The data must be returned in full, with no character altered.

----

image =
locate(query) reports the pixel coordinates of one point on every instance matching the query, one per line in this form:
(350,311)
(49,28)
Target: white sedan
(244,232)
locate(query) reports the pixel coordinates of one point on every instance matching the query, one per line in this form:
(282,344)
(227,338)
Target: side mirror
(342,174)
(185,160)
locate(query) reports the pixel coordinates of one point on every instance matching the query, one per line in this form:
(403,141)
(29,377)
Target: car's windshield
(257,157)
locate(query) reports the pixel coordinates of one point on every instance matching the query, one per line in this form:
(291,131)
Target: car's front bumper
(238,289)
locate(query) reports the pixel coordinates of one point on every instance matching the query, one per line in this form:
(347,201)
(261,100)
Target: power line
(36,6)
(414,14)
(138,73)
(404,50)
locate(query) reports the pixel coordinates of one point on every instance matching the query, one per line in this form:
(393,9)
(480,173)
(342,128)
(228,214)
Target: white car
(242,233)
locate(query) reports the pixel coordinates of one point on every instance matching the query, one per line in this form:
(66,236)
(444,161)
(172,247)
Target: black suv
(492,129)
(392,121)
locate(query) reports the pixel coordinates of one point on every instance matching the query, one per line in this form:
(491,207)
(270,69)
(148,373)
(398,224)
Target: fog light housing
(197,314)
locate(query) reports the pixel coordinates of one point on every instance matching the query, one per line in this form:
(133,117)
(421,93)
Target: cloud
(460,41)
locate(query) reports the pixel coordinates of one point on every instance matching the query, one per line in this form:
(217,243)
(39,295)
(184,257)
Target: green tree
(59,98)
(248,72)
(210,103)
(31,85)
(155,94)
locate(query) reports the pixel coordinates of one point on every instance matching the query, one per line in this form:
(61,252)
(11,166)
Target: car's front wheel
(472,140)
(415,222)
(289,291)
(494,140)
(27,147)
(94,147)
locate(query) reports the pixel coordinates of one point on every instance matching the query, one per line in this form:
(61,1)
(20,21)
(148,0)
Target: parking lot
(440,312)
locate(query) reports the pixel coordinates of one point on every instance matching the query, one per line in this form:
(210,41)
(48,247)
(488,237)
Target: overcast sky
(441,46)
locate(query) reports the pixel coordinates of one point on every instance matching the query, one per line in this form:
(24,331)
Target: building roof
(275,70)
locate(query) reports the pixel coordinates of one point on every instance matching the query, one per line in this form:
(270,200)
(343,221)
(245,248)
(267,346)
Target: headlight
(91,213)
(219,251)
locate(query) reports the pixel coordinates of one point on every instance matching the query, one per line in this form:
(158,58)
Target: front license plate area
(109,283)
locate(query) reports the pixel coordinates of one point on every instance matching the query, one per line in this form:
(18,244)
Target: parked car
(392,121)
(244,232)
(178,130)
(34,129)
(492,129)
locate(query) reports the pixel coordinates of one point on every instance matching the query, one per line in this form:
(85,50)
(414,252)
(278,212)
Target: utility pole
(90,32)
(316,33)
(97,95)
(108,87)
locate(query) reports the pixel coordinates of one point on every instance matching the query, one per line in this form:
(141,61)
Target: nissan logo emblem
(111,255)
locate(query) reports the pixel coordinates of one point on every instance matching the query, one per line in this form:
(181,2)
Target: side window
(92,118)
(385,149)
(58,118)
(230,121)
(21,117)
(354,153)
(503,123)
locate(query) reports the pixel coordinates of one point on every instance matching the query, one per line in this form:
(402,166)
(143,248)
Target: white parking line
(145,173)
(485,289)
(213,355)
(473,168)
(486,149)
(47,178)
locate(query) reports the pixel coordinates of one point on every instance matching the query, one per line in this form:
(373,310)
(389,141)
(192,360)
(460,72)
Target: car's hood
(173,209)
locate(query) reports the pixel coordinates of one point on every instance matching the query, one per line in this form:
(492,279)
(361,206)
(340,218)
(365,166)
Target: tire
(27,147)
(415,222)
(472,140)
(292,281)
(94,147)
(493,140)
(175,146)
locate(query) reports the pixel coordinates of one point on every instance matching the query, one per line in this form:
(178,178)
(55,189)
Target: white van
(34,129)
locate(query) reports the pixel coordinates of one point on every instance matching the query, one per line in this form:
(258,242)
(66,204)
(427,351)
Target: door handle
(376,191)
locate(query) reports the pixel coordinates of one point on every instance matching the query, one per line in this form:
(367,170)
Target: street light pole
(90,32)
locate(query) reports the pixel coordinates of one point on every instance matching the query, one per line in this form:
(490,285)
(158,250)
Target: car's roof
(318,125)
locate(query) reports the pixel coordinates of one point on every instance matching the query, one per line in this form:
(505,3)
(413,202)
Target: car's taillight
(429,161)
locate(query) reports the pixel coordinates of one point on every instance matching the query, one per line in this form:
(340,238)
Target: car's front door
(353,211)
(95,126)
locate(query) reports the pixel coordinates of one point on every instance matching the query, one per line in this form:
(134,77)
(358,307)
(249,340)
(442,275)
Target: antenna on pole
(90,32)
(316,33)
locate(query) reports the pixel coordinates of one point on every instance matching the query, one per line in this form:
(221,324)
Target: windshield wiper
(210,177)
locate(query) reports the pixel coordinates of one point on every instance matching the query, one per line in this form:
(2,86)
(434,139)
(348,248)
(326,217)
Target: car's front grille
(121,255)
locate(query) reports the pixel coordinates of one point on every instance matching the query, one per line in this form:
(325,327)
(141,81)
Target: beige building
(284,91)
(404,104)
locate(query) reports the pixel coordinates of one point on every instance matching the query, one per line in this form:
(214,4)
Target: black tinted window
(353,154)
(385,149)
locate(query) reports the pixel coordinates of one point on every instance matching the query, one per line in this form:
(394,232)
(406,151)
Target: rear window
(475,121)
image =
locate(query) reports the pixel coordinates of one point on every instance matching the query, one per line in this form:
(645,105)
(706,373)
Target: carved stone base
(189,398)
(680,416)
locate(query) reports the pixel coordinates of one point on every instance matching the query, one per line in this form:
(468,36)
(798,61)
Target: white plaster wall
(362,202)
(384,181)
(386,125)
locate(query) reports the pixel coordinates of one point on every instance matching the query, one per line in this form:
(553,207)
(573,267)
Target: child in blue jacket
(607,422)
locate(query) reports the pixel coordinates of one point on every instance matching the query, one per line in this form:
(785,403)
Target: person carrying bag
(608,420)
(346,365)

----

▸ Answer area:
image =
locate(query) reports the pixel coordinates of one point on every instance matching the query, one per line in this form:
(350,311)
(49,28)
Target: white sedan
(244,232)
locate(query) reports the pixel coordinates of one point on every instance matching the query, one per line in this form:
(282,344)
(227,338)
Target: side mirror
(342,174)
(185,160)
locate(query) reports the pixel coordinates of one point on every instance matching the query, one per line in this form:
(403,141)
(29,377)
Target: car's windshield
(257,157)
locate(query) reports the pixel coordinates of one point on every instance matching the query, one per line in this form:
(291,131)
Target: car's front bumper
(238,289)
locate(query) reports the pixel coordinates of one point on every instance matching the query, one per line in this form:
(347,201)
(261,100)
Target: power line
(36,6)
(414,14)
(138,73)
(404,50)
locate(query) reports the pixel coordinates of one point on every instance matching the query, one per line in this form:
(393,9)
(480,173)
(342,128)
(228,214)
Target: white car
(242,233)
locate(query) reports the pixel coordinates of one point on every instance matching the query, one per line in this form:
(66,236)
(444,161)
(172,247)
Target: black suv
(492,129)
(392,121)
locate(query) reports the pixel coordinates of one point on every instance matching the query, one per line in this form:
(491,207)
(270,69)
(148,373)
(398,224)
Target: fog light housing
(197,314)
locate(query) reports the pixel coordinates of one point on every instance matching the query, one per line in this form:
(133,117)
(421,93)
Target: cloud
(460,41)
locate(query) reports the pixel coordinates of one point on every instance matching the query, one per line in this form:
(217,243)
(39,295)
(184,257)
Target: green tree
(59,98)
(248,72)
(210,103)
(31,85)
(155,94)
locate(query) reports the pixel coordinates of one point on every instance matching the query, one per line in this form:
(61,252)
(11,166)
Target: car's front wheel
(472,140)
(415,222)
(289,291)
(494,140)
(27,147)
(94,147)
locate(query) reports the pixel coordinates of one point on every instance matching the query, one per line in this form:
(61,1)
(20,21)
(148,0)
Target: parking lot
(440,312)
locate(query) reports the pixel coordinates of one point on every instance matching the query, one per line in this form:
(210,41)
(48,247)
(488,237)
Target: overcast sky
(441,46)
locate(query) reports the pixel coordinates of one point on every instance matching the query, one per line in this form:
(24,331)
Target: building roof
(275,70)
locate(query) reports the pixel coordinates of one point on every instance matching the query, one per line in this form:
(270,200)
(343,221)
(245,248)
(267,346)
Target: headlight
(91,213)
(219,251)
locate(query) reports the pixel coordinates of one point on every instance matching the query, one per line in this form:
(158,58)
Target: front license plate area
(109,283)
locate(query) reports the pixel coordinates of one point on every instance matching the query, one per line in this form:
(18,244)
Target: parked car
(392,121)
(244,232)
(178,130)
(34,129)
(492,129)
locate(query) reports the pixel coordinates of one point on every instance matching the query, one per line in this form:
(85,50)
(414,252)
(278,212)
Target: utility pole
(90,32)
(316,33)
(97,95)
(108,87)
locate(query) reports the pixel coordinates of one point on every instance matching the query, one per line in this form:
(141,61)
Target: nissan logo emblem
(111,255)
locate(query) reports the pixel coordinates of one point on every instance matching the query, one per line in this form:
(181,2)
Target: side window
(92,118)
(385,149)
(58,118)
(230,121)
(21,117)
(354,153)
(503,123)
locate(query) reports the pixel coordinates of one point on every instance matching the query, one per line in this form:
(402,166)
(143,248)
Target: white parking line
(145,173)
(485,289)
(213,355)
(473,168)
(486,149)
(47,178)
locate(query) reports the pixel coordinates of one point on every instance matching the query, one per line in this form:
(373,310)
(389,141)
(192,360)
(460,72)
Target: car's hood
(173,209)
locate(query) reports the pixel coordinates of one point on every instance matching the query, one per line in this form:
(492,279)
(361,206)
(340,218)
(365,166)
Target: tire
(27,147)
(415,222)
(472,140)
(292,281)
(94,147)
(493,140)
(175,146)
locate(query) reports the pixel coordinates of one point on every instance matching the query, one per line in this form:
(178,178)
(55,189)
Target: white van
(34,129)
locate(query) reports the pixel coordinates of one point on every instance matching the query, one per line in this form:
(258,242)
(66,204)
(427,351)
Target: door handle
(376,191)
locate(query) reports the pixel coordinates of one point on every instance matching the query, one per line in this form:
(367,170)
Target: street light pole
(90,32)
locate(query) reports the pixel coordinates of one point on every instance matching the query, one per line in this form:
(490,285)
(158,250)
Target: car's roof
(318,125)
locate(query) reports the pixel coordinates of one point on every instance matching the query, one per line in this form:
(505,3)
(413,202)
Target: car's taillight
(429,161)
locate(query) reports the pixel coordinates of one point on every instance matching the query, one per line in this form:
(340,238)
Target: car's front door
(353,211)
(95,126)
locate(query) reports the pixel coordinates of one point on every instance matching the query, one per line in this form:
(134,77)
(358,307)
(249,340)
(442,275)
Target: antenna on pole
(90,32)
(316,33)
locate(query) reports the pixel coordinates of one point on every instance matching the query, one per line in this form:
(221,324)
Target: windshield wiper
(210,177)
locate(query) reports the pixel coordinates of one point on every instance matching the query, one per line in this form:
(2,86)
(434,139)
(348,248)
(326,217)
Target: car's front grille
(121,255)
locate(query) reports the pixel coordinates of one point on every instance matching the query, one per line in this form:
(325,327)
(141,81)
Target: beige building
(284,91)
(404,104)
locate(query) reports the pixel coordinates of one point on every instance matching the query, one per line in this form:
(214,4)
Target: black tinted window
(353,154)
(385,149)
locate(query) reports the pixel coordinates of one point on every instance matching the query, one per line in this form:
(394,232)
(406,151)
Target: rear window
(475,121)
image =
locate(query) reports the pixel coordinates of one point on every instance matching the query, one per line in this form:
(645,105)
(706,373)
Target: carved stone base
(189,398)
(680,416)
locate(query) reports the pixel coordinates of one point on every instance matching the query, one per line in this form:
(468,36)
(798,61)
Target: white plaster wall
(362,202)
(384,181)
(386,125)
locate(query) reports the pixel coordinates of one point on every instance matching the query, one per line in this form:
(553,207)
(573,267)
Target: child in blue jacket
(607,422)
locate(query) reports the pixel coordinates of one point on every instance matching the query, one per line in this form:
(785,403)
Target: person carrying bag
(608,420)
(346,365)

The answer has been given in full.